begin Document excerpt

A useful tool in matters of conditional expectations is sometimes called the collectivist approach and may be summarized as follows:

To show that some specific object $O$ has a given property, study the collection $\mathcal C$ of objects with said property. Then the fact that $O$ is in $\mathcal C$ often becomes obvious, for example because $\mathcal C$ contains all the objects with some given feature shared by $O$.

Here, one is given a random variable $X:\Omega\to\mathbb X$, a sub-sigma-algebra $\mathcal G$ on $\Omega$, a random variable $Y:\Omega\to\mathbb Y$, measurable with respect to $\mathcal G$, and a bounded measurable function $f:\mathbb Y\times\mathbb X\to\mathbb R$. One defines a function $G_f:\mathbb Y\times\Omega\to\mathbb R$ by $G_f(y,\omega)=E(f(y,X)\mid\mathcal G)(\omega)$ and a random variable $Z_f:\Omega\to\mathbb R$ by $Z_f(\omega)=G_f(Y(\omega),\omega)$. One wants to show that $E(f(Y,X)\mid\mathcal G)=Z_f$.

Consider the collection $\mathcal C$ of bounded measurable functions $u:\mathbb Y\times\mathbb X\to\mathbb R$ such that $E(u(Y,X)\mid\mathcal G)=Z_u$. The goal is to show that $f$ is in $\mathcal C$.

Assume first that $u=\mathbf 1_{F\times E}$ for some measurable subsets $F$ and $E$ of $\mathbb Y$ and $\mathbb X$ respectively.

end Document excerpt

_Tasks for this exercise_
- A) Rewrite the records below, changing "bare tree" to "leafless tree" and keeping everything else the same. Leave the pictures out.
- B) Continue the excerpt on the collectivist approach to conditional expectations from where it stops.

begin Entries provided

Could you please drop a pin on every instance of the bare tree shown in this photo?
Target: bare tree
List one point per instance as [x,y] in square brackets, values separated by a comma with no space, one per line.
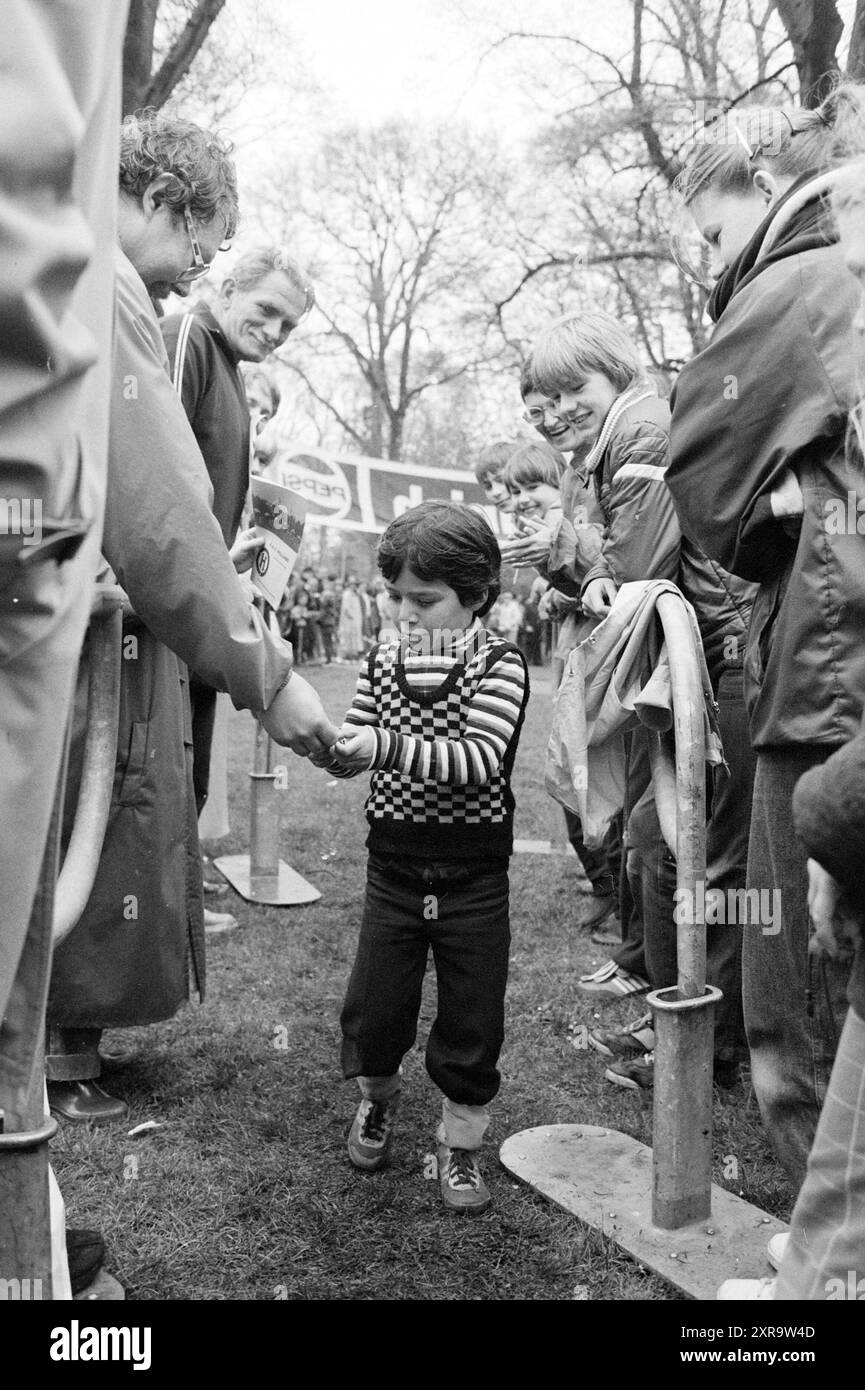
[152,75]
[613,153]
[814,28]
[403,220]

end Entries provided

_Exercise responses_
- A)
Could you please drop a pin on every instance of the leafless tree shown in this photo?
Target: leafless tree
List one point per instance as [x,y] in square brackets, values separated by a comma with no space, one per line.
[152,75]
[613,153]
[814,28]
[403,220]

- B)
  • If $y\in F$, $u(y,\cdot)=\mathbf 1_E$ hence $G_u(y,\omega)=P(X\in E\mid\mathcal G)(\omega)$ for every $\omega$.
  • If $y\notin F$, $u(y,\cdot)=0$ hence $G_u(y,\omega)=0$ for every $\omega$.

Thus, $G_u(y,\omega)=P(X\in E\mid\mathcal G)(\omega)\cdot\mathbf 1_F(y)$ for every $\omega$, that is, $Z_u=P(X\in E\mid\mathcal G)\cdot\mathbf 1_F(Y)$. On the other hand, $u(Y,X)=\mathbf 1_F(Y)\cdot\mathbf 1_E(X)$ and $\mathbf 1_F(Y)$ is $\mathcal G$-measurable hence $$ E(u(Y,X)\mid\mathcal G)=\mathbf 1_F(Y)\cdot E(\mathbf 1_E(X)\mid\mathcal G)=\mathbf 1_F(Y)\cdot P(X\in E\mid\mathcal G). $$ One sees that $Z_u=E(u(Y,X)\mid\mathcal G)$. Thus, every $u=\mathbf 1_{F\times E}$ is in $\mathcal C$.

The next step is to consider step functions $u=\sum\limits_{n=1}^Na_n\mathbf 1_{F_n\times E_n}$ for some $N\geqslant1$, measurable subsets $F_n$ and $E_n$ of $\mathbb Y$ and $\mathbb X$ respectively, and numbers $a_n$. A simple argument shows that every such function $u$ is in $\mathcal C$ (linearity?).

The last step is to note that any bounded measurable function $u:\mathbb Y\times\mathbb X\to\mathbb R$ is a limit of step functions as above, and that another standard argument shows that every such function $u$ is in $\mathcal C$ (dominated convergence?).

This finishes the proof that $f$ is in $\mathcal C$.

Finally, note that it is often the case, as here, that the first step (the functions $u=\mathbf 1_{F\times E}$) requires a relative amount of care but that the successive subsequent extensions are routine.

Edit: All this is quite classical. A congenial reference is the so-called little blue book Probability with martingales by David Williams.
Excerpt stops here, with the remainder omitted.